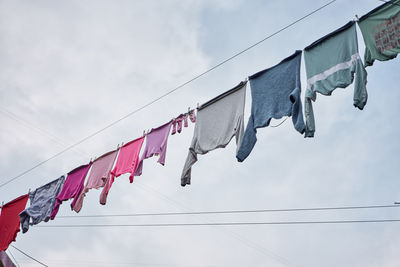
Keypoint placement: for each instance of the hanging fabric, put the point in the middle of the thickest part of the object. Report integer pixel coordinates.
(177, 123)
(182, 118)
(5, 261)
(333, 62)
(42, 203)
(156, 144)
(275, 93)
(127, 162)
(72, 187)
(218, 121)
(98, 176)
(381, 32)
(9, 220)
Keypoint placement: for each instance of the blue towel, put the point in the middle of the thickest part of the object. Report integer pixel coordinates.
(275, 93)
(42, 204)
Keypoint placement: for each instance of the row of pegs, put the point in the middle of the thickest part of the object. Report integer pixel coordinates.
(148, 131)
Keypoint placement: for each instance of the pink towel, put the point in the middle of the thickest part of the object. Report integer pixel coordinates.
(98, 176)
(127, 162)
(72, 188)
(9, 220)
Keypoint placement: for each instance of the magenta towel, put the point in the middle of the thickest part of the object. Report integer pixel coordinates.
(127, 162)
(98, 176)
(156, 144)
(72, 188)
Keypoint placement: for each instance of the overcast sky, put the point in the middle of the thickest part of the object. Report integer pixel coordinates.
(69, 68)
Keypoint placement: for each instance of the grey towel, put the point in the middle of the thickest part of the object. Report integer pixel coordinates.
(218, 121)
(42, 204)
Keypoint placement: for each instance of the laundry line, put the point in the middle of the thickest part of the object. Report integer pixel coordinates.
(9, 180)
(233, 211)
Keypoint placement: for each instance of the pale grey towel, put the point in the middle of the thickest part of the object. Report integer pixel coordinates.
(218, 121)
(42, 204)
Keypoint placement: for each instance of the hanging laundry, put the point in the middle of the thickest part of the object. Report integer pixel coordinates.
(178, 122)
(5, 261)
(218, 121)
(381, 32)
(98, 176)
(127, 162)
(9, 220)
(275, 93)
(192, 116)
(42, 201)
(333, 62)
(156, 144)
(72, 188)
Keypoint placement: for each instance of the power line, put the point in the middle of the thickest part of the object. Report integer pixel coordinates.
(231, 211)
(12, 256)
(221, 223)
(166, 94)
(30, 256)
(389, 2)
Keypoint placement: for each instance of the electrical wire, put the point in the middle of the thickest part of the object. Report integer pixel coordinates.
(221, 223)
(390, 2)
(12, 256)
(165, 94)
(231, 211)
(29, 256)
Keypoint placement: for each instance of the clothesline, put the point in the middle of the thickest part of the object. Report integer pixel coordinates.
(275, 93)
(166, 94)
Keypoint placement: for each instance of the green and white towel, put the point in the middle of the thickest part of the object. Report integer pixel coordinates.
(381, 32)
(332, 62)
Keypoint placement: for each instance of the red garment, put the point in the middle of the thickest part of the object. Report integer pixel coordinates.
(9, 220)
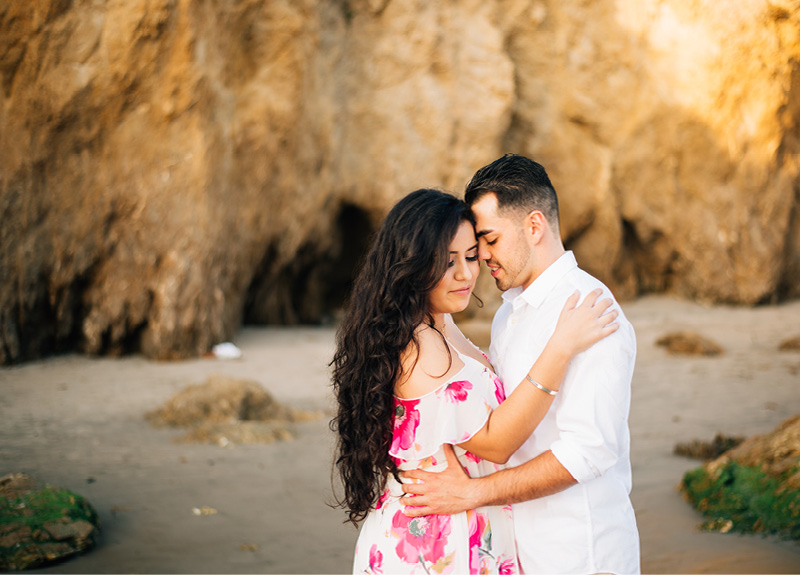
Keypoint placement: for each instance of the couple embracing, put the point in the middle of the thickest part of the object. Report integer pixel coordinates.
(461, 463)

----

■ Written problem: Without the pictures, return all the records precisely as they stand.

■ Solution:
Keypoint placement: for each instance of the hanging fabric, put the point in the middle of the thickest part of the object. Report integer pixel coordinates.
(177, 123)
(182, 118)
(5, 261)
(333, 62)
(42, 203)
(156, 144)
(275, 93)
(127, 162)
(72, 187)
(218, 121)
(98, 176)
(381, 32)
(9, 220)
Keypoint placement: for each instance of the blue towel, put the point in the middle of the thickest part of the object. Report integer pixel coordinates.
(275, 93)
(42, 204)
Keypoint placement: for each instance of the row of pegs, put the point in the middle of the thickest part of the object. Report integer pixel coordinates.
(148, 131)
Keypoint placement: for each instance of the pink towel, put the point in the middle of the thickest part of the object. Report integer pixel coordinates.
(98, 176)
(127, 162)
(72, 188)
(9, 220)
Keypoint placement: for each instance of the magenta towel, put the point in the middle of the thickest part of the object. Report integer pixel coordinates.
(127, 162)
(98, 176)
(156, 144)
(72, 188)
Keypoint placement: for each instance of the overcast sky, put the point in the middle of the thickest part of the object. Report integer pixel coordinates.
(69, 68)
Keypoint placement: for each instance of the grey towel, put the point in the middle of the thickest part of the object. Report integer pixel coordinates.
(218, 121)
(42, 204)
Keypoint placement: for each instance of the laundry line, put the point in the middle of the thickest part of the object. Report integer pixel coordinates.
(9, 180)
(233, 211)
Keypoint placement: for each instance of the pale grey towel, put the point in the middle of the thickest part of the object. Report integer pixel coordinates.
(218, 121)
(42, 204)
Keypoint placement: for each instance of the hanging laundry, put the point in the middle of the thickest part of the object. Report integer pixel coordinates.
(178, 122)
(5, 261)
(218, 121)
(381, 32)
(98, 176)
(127, 162)
(9, 220)
(275, 93)
(192, 116)
(42, 201)
(333, 62)
(156, 144)
(72, 188)
Keypoint placement: for each instance of the power line, put the point in the middle of the thickest part of the object. Report integer pixel coordinates.
(231, 211)
(12, 256)
(221, 223)
(166, 94)
(30, 256)
(389, 2)
Keypoint placement: for each instance of the electrical wire, put the point in the middle of the thickest part of the object. Report integer pixel coordinates.
(221, 223)
(390, 2)
(12, 256)
(165, 94)
(231, 211)
(29, 256)
Keypoint placement: for each instance of the clothesline, put the point in the middle of the thickest part of the object. Report integer pixel coordinates.
(275, 93)
(166, 94)
Keypoint placement: for each instance of the green and white towel, put the point in the middle of the thickest part of the object. Report integer pixel coordinates.
(381, 32)
(332, 62)
Keypoint placement: for each instance of the red garment, put the point in the middle of the thickest part of the object. Report integer pixel coordinates.
(9, 220)
Keypoint placement: for each instance of the couple embracing, put the point in the middle of the thickest part of the object. Report integer pixel coordinates.
(461, 463)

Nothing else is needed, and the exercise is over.